• YOUR OBJECTIVE: Transcribe the entries exactly as they stand below, passing over any picture.

• DATA SHOWN:
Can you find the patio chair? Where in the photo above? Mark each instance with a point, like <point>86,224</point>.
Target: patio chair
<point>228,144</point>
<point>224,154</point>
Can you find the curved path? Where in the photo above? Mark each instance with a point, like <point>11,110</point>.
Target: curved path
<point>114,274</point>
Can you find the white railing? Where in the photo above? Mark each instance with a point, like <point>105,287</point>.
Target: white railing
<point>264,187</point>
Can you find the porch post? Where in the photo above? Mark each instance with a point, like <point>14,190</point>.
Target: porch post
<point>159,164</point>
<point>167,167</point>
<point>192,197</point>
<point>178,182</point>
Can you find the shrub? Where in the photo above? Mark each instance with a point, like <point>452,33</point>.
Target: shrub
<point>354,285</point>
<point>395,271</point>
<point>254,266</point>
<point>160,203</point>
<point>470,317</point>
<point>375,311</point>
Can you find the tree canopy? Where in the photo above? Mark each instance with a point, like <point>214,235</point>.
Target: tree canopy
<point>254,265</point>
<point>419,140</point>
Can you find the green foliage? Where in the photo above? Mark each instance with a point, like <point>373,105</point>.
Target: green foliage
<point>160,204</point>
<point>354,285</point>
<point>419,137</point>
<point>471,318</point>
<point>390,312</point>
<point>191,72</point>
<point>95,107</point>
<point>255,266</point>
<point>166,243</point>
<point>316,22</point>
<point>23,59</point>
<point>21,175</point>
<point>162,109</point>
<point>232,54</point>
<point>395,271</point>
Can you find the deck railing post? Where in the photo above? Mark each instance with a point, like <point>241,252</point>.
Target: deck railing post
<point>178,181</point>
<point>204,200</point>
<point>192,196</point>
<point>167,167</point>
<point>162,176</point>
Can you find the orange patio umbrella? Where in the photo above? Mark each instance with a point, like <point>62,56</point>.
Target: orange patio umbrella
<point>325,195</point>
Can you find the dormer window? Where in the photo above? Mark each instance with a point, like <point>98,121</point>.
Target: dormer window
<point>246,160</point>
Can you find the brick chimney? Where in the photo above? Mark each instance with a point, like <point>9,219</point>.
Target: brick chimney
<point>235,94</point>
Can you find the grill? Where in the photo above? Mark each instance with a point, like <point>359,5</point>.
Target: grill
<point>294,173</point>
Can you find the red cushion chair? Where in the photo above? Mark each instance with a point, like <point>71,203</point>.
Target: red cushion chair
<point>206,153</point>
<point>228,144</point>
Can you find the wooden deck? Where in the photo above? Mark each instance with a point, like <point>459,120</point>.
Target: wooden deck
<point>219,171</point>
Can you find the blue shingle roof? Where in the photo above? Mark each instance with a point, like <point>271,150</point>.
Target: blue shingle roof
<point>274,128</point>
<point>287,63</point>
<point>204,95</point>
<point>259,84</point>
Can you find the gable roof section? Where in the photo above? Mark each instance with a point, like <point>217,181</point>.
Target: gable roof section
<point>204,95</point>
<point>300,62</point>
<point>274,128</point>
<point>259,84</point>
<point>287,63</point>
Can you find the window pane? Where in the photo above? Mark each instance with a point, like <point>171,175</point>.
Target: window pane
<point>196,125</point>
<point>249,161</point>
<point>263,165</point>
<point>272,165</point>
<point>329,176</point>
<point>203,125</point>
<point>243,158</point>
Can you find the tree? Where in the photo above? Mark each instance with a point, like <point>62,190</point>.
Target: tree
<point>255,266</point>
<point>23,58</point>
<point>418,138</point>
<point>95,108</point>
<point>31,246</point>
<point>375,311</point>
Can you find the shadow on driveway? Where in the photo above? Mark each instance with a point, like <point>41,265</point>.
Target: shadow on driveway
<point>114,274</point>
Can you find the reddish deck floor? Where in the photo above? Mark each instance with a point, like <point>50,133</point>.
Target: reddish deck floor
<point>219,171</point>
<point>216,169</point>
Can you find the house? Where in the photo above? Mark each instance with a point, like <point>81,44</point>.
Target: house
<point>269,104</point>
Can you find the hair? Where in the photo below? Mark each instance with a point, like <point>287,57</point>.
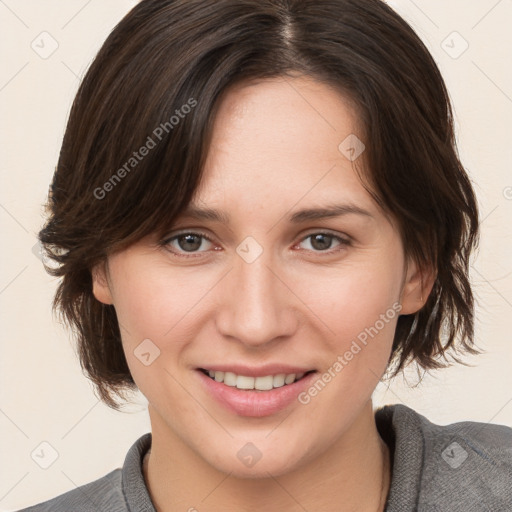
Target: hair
<point>154,88</point>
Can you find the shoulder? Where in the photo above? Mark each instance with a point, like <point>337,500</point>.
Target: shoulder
<point>461,465</point>
<point>105,493</point>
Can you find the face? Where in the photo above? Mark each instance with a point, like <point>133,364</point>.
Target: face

• EXERCISE ANSWER:
Can you find the patio chair? Where in the photo above? Mark each instance with a point, like <point>86,224</point>.
Target: patio chair
<point>228,144</point>
<point>224,154</point>
Can you find the curved path? Where in the photo above? Mark each instance with a point, like <point>11,110</point>.
Target: curved path
<point>114,274</point>
Can you find the white railing? Where in the photo above? Mark each instance with a point, like <point>105,287</point>.
Target: white railing
<point>264,187</point>
Can you find the porch post? Where in the photo above? Mark each instance with a point, like <point>14,190</point>.
Target: porch post
<point>159,164</point>
<point>167,167</point>
<point>192,197</point>
<point>178,182</point>
Can you find the shrub? Where in the photo above? Mark each instance with a point, like <point>452,33</point>.
Target: shrub
<point>354,285</point>
<point>395,271</point>
<point>254,266</point>
<point>160,203</point>
<point>470,317</point>
<point>375,311</point>
Can you find the tree canopy? Where in the photo above? Mark each instance with a point, like <point>214,235</point>.
Target: tree canopy
<point>254,265</point>
<point>419,140</point>
Can you find the green foliage? Where in the photo above? Mark each instance with a point, like <point>373,105</point>.
Target: green foliage
<point>160,204</point>
<point>354,285</point>
<point>419,137</point>
<point>471,318</point>
<point>390,312</point>
<point>191,72</point>
<point>95,107</point>
<point>255,266</point>
<point>166,243</point>
<point>316,22</point>
<point>23,59</point>
<point>21,175</point>
<point>162,109</point>
<point>232,54</point>
<point>395,271</point>
Can you find the deck railing post? Where in the photo above? Mark each instance with a point, like <point>241,252</point>.
Target: deck railing post
<point>178,181</point>
<point>204,200</point>
<point>192,196</point>
<point>167,167</point>
<point>162,176</point>
Can you find the orange patio umbrella? Where in the photo above? Mark each instance with a point, like <point>62,56</point>.
Target: orange patio umbrella
<point>325,195</point>
Can you find the dormer window? Where in the photo above? Mark each instance with a point, like <point>98,121</point>.
Target: dormer window
<point>246,160</point>
Can you find the brick chimney? Where in the photo above? Mark each instance with a point, like <point>9,219</point>.
Target: brick chimney
<point>235,94</point>
Can you find the grill? Where in the photo above? Mark each instance with a point, like <point>359,5</point>.
Target: grill
<point>294,173</point>
Can you find the red cushion chair? Where in the photo above? Mark each instance with a point, like <point>71,203</point>.
Target: red cushion chair
<point>206,153</point>
<point>228,144</point>
Can you find the wooden deck? Where in the photo above? Mark each instance with a point, like <point>459,120</point>.
Target: wooden deck
<point>219,171</point>
Can you find the blue shingle roof? Where in the photo above? Mark each instance with a point, like <point>271,150</point>.
Target: blue shingle roof
<point>274,128</point>
<point>287,63</point>
<point>204,95</point>
<point>259,84</point>
Can you find the gable roof section? Where in the photo above? Mark each instance with a point, like <point>217,181</point>.
Target: gable roof section
<point>204,95</point>
<point>300,62</point>
<point>274,128</point>
<point>259,84</point>
<point>287,63</point>
Can you find the window pane? Where in the photo above? Mark each instance with a point, like <point>171,175</point>.
Target: window pane
<point>196,125</point>
<point>249,161</point>
<point>263,165</point>
<point>272,165</point>
<point>329,176</point>
<point>203,125</point>
<point>243,158</point>
Can you find the tree? Where in the photo above? Mark each instance with a point, like <point>62,190</point>.
Target: tree
<point>255,266</point>
<point>23,58</point>
<point>418,138</point>
<point>95,108</point>
<point>31,246</point>
<point>375,311</point>
Can you find the shadow on driveway? Where in the photo above? Mark each instance with a point, like <point>41,265</point>.
Target: shadow on driveway
<point>114,274</point>
Can you find the reddish deck floor? Where in the photo above? Mark each instance with a point, like <point>50,133</point>.
Target: reddish deck floor
<point>219,171</point>
<point>216,169</point>
Can you find the house? Where in the photo above? Mark each instance with a point, like <point>81,44</point>.
Target: house
<point>269,104</point>
Can you find the hair? Where in the photo below? Mark each instance with a point, like <point>287,57</point>.
Target: hair
<point>154,88</point>
Can you find the shoulder? Where in the photo above? Mark each instance with a point, like <point>337,500</point>.
Target: shoulder
<point>461,465</point>
<point>105,493</point>
Can you find the face? Where in the photo above? Mark each instance with a point, like <point>133,364</point>.
Target: face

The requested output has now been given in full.